(WORK TO BE COMPLETED): Search the records below for the word "sailboat", then return every line where it appears.

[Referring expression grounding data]

•••••

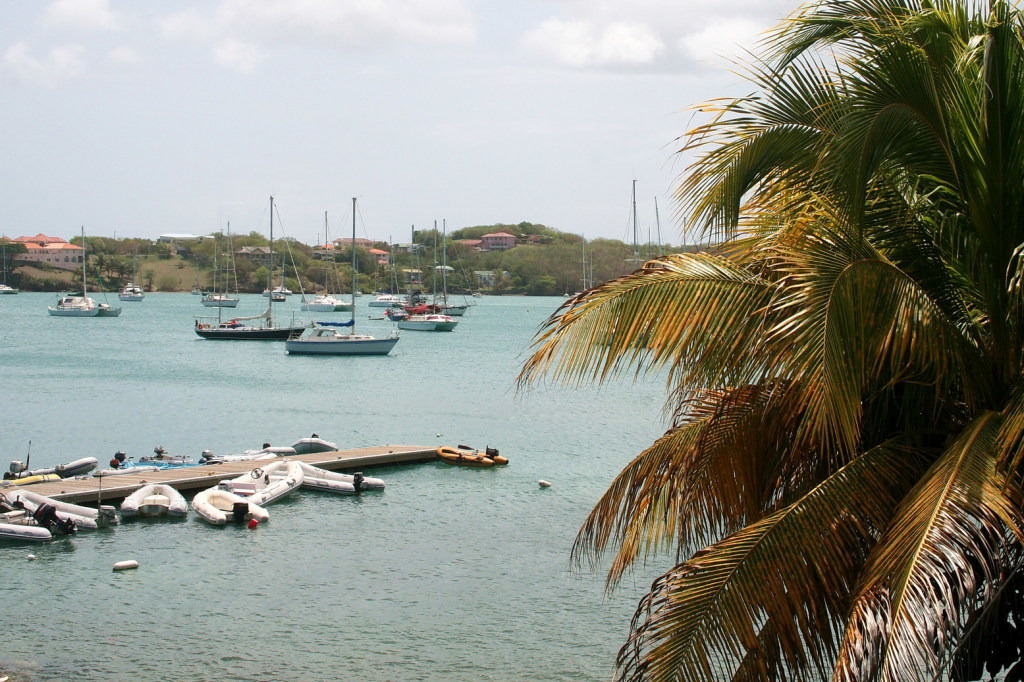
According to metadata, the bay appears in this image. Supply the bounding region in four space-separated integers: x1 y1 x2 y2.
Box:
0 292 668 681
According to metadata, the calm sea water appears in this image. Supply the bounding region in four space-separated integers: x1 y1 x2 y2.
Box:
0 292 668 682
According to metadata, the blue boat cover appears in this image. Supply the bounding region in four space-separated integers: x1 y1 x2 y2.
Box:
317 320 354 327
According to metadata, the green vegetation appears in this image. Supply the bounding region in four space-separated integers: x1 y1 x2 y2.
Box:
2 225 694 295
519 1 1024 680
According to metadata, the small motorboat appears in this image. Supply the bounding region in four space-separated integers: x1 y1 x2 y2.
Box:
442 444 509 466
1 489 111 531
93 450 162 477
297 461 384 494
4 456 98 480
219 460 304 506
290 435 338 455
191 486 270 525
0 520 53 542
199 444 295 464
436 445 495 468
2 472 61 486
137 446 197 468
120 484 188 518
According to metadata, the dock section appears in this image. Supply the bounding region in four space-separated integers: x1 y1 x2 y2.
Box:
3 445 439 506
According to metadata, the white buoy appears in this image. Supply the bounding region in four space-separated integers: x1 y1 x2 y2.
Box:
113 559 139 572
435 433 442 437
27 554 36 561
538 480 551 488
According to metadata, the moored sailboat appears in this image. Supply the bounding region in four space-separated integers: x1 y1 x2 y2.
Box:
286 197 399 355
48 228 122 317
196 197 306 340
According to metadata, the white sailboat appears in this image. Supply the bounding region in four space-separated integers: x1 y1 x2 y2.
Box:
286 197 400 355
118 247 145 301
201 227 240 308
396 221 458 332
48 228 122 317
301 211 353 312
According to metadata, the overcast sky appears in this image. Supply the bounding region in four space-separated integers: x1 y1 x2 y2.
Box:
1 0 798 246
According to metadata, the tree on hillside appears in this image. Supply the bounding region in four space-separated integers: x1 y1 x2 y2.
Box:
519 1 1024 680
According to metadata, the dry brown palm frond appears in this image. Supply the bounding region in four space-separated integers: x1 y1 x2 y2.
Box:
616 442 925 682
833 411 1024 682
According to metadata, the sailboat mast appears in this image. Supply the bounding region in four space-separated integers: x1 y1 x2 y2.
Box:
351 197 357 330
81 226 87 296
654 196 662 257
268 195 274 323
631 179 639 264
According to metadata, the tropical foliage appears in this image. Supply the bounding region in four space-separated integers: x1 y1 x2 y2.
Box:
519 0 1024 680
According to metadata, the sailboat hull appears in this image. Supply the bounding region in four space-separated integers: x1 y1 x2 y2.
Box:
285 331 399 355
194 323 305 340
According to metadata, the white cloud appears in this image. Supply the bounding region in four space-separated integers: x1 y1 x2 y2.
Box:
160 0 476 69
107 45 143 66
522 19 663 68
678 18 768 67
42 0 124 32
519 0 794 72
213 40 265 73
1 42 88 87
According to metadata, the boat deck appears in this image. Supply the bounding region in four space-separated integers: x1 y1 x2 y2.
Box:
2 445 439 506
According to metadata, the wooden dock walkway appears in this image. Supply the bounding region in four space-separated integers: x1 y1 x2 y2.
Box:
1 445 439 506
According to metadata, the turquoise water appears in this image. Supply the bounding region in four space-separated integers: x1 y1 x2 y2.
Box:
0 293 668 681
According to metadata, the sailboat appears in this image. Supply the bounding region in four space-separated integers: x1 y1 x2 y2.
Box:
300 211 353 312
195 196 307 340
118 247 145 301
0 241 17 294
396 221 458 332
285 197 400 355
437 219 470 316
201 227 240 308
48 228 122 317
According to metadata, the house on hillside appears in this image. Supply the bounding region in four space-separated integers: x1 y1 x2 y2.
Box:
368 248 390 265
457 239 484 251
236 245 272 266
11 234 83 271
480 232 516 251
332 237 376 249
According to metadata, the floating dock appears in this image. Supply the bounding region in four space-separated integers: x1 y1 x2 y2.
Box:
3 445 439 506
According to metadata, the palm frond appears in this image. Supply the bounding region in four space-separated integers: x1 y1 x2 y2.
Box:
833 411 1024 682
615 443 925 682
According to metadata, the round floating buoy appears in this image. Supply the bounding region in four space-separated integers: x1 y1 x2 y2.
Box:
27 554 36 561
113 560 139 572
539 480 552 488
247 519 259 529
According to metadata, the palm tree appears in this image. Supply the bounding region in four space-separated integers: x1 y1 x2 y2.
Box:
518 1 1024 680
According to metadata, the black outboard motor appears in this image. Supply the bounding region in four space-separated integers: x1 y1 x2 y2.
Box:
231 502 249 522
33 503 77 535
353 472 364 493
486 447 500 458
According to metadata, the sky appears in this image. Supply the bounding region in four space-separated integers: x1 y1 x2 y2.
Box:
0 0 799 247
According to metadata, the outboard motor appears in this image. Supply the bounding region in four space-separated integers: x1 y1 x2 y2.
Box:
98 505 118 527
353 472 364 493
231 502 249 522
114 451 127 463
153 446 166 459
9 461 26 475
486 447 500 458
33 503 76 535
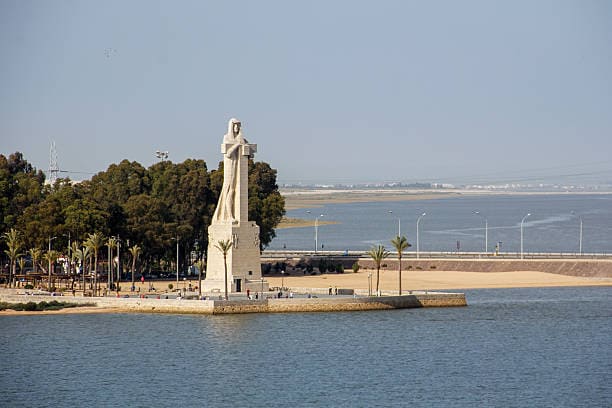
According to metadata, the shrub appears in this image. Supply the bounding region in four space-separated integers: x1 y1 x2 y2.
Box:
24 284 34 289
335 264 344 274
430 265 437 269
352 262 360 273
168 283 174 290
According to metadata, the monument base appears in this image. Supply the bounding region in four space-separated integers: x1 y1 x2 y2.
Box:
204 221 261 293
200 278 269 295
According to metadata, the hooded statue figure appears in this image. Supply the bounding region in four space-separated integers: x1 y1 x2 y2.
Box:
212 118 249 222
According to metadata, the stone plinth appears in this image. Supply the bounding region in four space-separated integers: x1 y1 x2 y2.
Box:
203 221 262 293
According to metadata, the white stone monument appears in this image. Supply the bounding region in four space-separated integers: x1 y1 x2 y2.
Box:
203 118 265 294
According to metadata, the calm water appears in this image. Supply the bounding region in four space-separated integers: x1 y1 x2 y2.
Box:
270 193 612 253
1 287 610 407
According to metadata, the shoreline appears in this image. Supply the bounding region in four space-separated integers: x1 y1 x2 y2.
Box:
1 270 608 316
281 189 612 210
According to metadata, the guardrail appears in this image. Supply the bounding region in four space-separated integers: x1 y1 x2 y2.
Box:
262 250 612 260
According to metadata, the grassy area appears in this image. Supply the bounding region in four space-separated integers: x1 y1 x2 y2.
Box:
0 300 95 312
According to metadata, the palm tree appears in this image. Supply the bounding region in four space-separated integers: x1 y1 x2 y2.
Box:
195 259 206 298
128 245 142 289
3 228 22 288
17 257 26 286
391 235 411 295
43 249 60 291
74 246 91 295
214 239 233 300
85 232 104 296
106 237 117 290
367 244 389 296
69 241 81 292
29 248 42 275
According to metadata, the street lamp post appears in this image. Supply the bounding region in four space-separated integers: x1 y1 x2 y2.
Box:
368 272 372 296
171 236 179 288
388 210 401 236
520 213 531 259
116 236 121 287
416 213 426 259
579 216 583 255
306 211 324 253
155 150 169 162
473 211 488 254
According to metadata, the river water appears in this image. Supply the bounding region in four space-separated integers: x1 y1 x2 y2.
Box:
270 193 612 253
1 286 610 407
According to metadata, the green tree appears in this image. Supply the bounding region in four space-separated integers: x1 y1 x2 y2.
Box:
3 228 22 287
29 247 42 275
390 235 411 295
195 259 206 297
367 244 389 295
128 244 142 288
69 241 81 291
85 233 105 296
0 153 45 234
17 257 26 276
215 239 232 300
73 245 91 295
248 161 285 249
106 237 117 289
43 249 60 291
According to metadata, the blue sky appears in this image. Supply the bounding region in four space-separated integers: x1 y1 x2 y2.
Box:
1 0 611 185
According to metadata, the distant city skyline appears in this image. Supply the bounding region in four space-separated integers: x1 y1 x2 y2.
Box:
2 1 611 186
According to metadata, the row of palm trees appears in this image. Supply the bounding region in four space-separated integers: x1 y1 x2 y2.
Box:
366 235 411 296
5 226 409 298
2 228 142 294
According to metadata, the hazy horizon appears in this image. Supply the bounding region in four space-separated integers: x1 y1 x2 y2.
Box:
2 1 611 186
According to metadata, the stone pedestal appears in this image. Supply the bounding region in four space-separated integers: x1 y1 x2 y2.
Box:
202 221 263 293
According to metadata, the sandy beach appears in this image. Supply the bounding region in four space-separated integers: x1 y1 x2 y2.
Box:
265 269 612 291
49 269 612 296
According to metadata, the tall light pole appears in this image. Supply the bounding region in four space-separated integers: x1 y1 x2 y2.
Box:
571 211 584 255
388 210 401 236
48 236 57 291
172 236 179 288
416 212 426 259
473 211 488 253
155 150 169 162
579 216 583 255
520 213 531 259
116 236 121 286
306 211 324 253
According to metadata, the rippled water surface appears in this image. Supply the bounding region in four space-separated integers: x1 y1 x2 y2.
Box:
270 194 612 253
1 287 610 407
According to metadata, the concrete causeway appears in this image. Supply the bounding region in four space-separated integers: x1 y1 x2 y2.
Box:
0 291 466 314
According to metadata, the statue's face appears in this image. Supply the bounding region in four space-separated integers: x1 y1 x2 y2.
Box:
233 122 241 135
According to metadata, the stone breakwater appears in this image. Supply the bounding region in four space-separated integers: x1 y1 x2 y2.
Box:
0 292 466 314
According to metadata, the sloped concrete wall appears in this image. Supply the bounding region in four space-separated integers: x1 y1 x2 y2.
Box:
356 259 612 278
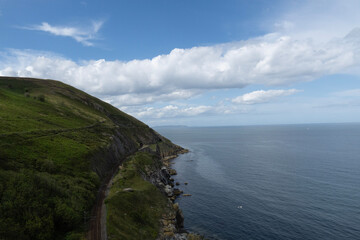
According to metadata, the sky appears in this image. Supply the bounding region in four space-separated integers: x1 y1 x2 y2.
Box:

•••••

(EXPECTED ANSWER):
According to metadata, the moored sailboat appears in this image. Supply the bounding region in four space-separated integers: x1 y1 x2 y2.
According to metadata, the white sailboat appears in this image. Supply the bounding region in four space-separated integers: x1 y1 x2 y2.
According to metadata, the sailboat mast appears in this image. Supply the bounding region in four space-separated integers: x1 y1 x2 y2.
According to metadata, the sailboat hull appears in this image. Supply the bounding region in four space-separated integers: x1 y1 x2 y2.
According to metadata, the sailboat appears in this image. Supply the bounding region in four space-separated integers: x1 y1 x2 y2.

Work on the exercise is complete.